代表的な認知症であるアルツハイマー病の原因の一つとして、タウというタンパク質の塊が脳内に蓄積することが知られている。また、高齢者では歯がどのくらい残っているかなど、口腔内の環境が認知症と関わりがあることも示されているが、その詳細は不明だった。
東京歯科大らの研究チームは、歯が抜けて根元の神経が損傷されると、脳の深部の脳幹という所にある神経のおおもとが死んでしまうことに着目した。その理由は、加齢に伴って脳幹からタウ(タンパク質)の塊が蓄積し始めることだった。陽電子放出断層撮影法(PET)という画像検査により、アルツハイマー病患者のタウ蓄積を調べたところ、残っている歯の本数が少ない人ほど脳幹のタウ蓄積が多いことが判明した。さらに脳幹のタウ蓄積が多い人ほど、記憶の出し入れに関わる海馬という脳領域のタウ蓄積も多いことが明らかになり、歯を失うことがアルツハイマー病のタウ蓄積を加速して、発症や進行に関わる可能性が示さた。
研究の結論として、口腔内をケアして歯の喪失を防ぐことは、アルツハイマー病の発症や進行を食い止めることにつながる証拠を、病態の観点から得ることができた。 本成果は2023年11月21日付で、ジャーナル誌『Journal of Alzheimer’s Disease』に研究論文として掲載された。

#### [記録データ]
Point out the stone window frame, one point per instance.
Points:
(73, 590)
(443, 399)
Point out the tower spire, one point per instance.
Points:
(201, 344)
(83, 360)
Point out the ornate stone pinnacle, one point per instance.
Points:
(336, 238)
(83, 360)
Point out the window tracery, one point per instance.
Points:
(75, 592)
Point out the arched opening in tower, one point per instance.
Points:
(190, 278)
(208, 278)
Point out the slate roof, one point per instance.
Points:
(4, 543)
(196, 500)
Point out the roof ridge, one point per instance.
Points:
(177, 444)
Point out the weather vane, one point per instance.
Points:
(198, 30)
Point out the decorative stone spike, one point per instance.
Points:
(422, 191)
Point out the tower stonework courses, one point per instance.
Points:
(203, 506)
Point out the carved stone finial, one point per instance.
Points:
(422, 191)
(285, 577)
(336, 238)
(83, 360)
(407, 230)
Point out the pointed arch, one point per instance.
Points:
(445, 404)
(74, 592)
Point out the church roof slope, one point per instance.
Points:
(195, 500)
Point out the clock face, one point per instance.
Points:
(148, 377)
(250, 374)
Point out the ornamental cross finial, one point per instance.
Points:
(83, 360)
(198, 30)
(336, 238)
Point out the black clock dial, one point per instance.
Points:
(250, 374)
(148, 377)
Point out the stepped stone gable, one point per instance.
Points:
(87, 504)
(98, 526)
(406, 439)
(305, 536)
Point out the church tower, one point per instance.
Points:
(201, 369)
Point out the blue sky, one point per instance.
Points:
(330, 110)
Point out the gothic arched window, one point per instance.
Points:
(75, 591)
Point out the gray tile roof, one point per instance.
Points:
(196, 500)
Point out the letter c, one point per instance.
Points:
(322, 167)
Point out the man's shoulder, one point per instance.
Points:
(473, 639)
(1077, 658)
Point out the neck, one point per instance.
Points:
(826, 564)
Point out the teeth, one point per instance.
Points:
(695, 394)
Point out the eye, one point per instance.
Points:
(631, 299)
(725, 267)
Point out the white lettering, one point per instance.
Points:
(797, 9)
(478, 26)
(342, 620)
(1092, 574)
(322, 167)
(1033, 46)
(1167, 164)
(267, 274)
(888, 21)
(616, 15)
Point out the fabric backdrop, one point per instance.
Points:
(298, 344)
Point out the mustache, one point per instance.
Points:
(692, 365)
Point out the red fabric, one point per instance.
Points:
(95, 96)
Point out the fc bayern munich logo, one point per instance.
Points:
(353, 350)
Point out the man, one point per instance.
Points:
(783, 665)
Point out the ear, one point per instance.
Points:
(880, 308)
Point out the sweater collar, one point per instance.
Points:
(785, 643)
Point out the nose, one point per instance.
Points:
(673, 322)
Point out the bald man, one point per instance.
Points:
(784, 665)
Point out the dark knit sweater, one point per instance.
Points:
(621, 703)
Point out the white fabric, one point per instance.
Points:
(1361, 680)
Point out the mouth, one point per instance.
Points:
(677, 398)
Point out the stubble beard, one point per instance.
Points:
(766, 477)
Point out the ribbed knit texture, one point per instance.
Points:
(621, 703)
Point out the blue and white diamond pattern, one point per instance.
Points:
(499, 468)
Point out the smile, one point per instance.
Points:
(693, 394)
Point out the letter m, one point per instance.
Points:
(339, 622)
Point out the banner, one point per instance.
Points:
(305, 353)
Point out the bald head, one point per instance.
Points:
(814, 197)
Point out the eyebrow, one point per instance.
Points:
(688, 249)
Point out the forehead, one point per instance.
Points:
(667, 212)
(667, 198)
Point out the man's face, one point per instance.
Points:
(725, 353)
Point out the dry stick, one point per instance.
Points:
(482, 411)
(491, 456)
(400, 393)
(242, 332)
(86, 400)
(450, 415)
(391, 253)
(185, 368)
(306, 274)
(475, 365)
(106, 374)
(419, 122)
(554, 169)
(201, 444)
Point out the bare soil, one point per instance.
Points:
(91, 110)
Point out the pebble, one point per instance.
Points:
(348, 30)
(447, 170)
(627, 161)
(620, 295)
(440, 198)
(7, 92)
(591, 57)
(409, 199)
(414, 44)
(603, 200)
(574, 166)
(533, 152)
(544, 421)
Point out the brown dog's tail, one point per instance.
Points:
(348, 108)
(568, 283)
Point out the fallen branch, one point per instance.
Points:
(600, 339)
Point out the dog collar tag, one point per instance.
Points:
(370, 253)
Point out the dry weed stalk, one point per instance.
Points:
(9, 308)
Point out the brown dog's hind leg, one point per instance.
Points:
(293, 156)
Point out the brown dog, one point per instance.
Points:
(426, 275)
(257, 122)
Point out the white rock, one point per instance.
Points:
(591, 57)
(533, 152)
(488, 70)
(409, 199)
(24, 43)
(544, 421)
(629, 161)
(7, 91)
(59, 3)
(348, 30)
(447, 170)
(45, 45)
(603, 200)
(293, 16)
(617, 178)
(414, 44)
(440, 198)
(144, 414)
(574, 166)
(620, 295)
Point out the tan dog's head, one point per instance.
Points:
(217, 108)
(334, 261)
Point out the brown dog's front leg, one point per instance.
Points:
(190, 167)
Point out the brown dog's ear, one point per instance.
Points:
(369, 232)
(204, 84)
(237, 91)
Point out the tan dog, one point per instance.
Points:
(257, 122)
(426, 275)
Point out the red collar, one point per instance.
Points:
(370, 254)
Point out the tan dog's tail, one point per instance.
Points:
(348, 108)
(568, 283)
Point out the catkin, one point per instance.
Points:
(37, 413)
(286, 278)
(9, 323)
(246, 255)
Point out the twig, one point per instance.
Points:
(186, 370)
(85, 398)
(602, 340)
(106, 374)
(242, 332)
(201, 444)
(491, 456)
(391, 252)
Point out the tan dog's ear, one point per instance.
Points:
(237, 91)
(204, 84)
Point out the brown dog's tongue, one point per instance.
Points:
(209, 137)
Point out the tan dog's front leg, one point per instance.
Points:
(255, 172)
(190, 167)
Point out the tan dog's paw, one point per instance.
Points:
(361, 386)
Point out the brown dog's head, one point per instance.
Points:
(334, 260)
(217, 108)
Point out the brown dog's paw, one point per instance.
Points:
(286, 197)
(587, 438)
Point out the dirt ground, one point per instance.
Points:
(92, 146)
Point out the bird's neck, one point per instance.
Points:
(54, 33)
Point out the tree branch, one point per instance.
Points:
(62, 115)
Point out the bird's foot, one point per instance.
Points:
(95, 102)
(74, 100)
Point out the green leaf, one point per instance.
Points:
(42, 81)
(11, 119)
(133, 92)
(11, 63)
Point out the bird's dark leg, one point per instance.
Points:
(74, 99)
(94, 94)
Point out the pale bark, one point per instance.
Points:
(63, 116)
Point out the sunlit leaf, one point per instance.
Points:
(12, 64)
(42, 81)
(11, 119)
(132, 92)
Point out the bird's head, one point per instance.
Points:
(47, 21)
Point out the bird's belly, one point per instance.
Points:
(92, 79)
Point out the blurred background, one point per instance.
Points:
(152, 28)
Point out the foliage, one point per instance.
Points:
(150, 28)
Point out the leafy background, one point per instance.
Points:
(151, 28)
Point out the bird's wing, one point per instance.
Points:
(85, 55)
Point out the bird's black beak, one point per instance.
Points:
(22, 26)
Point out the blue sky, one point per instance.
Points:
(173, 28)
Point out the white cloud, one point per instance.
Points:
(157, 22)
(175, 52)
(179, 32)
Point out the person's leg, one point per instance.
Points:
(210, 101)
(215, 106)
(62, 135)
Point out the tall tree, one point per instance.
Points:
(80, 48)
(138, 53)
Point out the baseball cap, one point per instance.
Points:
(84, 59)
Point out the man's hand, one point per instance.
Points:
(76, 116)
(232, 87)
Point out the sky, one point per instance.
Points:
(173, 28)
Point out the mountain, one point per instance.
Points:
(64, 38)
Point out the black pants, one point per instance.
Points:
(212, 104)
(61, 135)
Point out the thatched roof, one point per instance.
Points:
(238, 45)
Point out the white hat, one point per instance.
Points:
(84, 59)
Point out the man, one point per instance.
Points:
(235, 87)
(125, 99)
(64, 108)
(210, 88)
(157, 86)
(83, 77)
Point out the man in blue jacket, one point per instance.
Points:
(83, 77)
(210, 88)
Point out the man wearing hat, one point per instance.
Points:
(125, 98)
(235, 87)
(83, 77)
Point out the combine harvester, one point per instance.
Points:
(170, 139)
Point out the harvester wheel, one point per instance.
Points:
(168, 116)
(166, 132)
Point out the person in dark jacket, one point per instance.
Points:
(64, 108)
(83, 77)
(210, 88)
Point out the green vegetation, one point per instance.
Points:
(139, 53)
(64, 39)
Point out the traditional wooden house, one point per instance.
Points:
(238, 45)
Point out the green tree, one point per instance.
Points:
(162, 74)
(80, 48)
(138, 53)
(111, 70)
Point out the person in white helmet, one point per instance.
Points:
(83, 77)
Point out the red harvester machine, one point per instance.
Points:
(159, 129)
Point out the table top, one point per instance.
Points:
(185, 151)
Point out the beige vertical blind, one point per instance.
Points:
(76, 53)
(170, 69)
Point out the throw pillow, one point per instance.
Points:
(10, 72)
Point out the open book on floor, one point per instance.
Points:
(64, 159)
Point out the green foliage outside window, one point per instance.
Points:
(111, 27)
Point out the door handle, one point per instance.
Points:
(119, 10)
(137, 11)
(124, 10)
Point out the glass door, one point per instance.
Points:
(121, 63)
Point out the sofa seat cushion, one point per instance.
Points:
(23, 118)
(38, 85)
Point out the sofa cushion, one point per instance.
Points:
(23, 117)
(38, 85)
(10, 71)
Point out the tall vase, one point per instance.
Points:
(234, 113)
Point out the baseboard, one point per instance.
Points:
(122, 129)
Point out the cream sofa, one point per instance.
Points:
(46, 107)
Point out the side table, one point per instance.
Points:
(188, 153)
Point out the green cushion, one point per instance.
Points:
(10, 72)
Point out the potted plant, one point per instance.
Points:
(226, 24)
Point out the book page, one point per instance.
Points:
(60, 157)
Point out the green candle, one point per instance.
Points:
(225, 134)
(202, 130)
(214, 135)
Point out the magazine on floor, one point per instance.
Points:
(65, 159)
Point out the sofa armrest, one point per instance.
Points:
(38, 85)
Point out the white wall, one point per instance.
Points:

#### [作業指示]
(1) 歯の喪失とアルツハイマー病についての文章から、「代表的な認知症であるアルツハ」で始まり「of Alzheimer’s Disease』に研究論文として掲載された。」で終わる部分を一字も変えずに書き写してください。
(2) 歯の喪失とアルツハイマー病についての文章を、二文で要約してください。
(3) 歯の喪失とアルツハイマー病についての文章によると、この研究成果はどの学術誌に掲載されましたか。

#### [解答一覧]
(1)
代表的な認知症であるアルツハイマー病の原因の一つとして、タウというタンパク質の塊が脳内に蓄積することが知られている。また、高齢者では歯がどのくらい残っているかなど、口腔内の環境が認知症と関わりがあることも示されているが、その詳細は不明だった。
東京歯科大らの研究チームは、歯が抜けて根元の神経が損傷されると、脳の深部の脳幹という所にある神経のおおもとが死んでしまうことに着目した。その理由は、加齢に伴って脳幹からタウ(タンパク質)の塊が蓄積し始めることだった。陽電子放出断層撮影法(PET)という画像検査により、アルツハイマー病患者のタウ蓄積を調べたところ、残っている歯の本数が少ない人ほど脳幹のタウ蓄積が多いことが判明した。さらに脳幹のタウ蓄積が多い人ほど、記憶の出し入れに関わる海馬という脳領域のタウ蓄積も多いことが明らかになり、歯を失うことがアルツハイマー病のタウ蓄積を加速して、発症や進行に関わる可能性が示さた。
研究の結論として、口腔内をケアして歯の喪失を防ぐことは、アルツハイマー病の発症や進行を食い止めることにつながる証拠を、病態の観点から得ることができた。 本成果は2023年11月21日付で、ジャーナル誌『Journal of Alzheimer’s Disease』に研究論文として掲載された。

(2) 東京歯科大らの研究チームがPETでアルツハイマー病患者のタウ蓄積を調べたところ、残っている歯の本数が少ない人ほど脳幹のタウ蓄積が多く、脳幹のタウ蓄積が多い人ほど海馬のタウ蓄積も多いことが分かった。これにより、歯を失うことがタウ蓄積を加速してアルツハイマー病の発症や進行に関わる可能性が示され、口腔内をケアして歯の喪失を防ぐことが発症や進行を食い止めることにつながる証拠が得られた。

(3) 『Journal of Alzheimer’s Disease』に掲載された。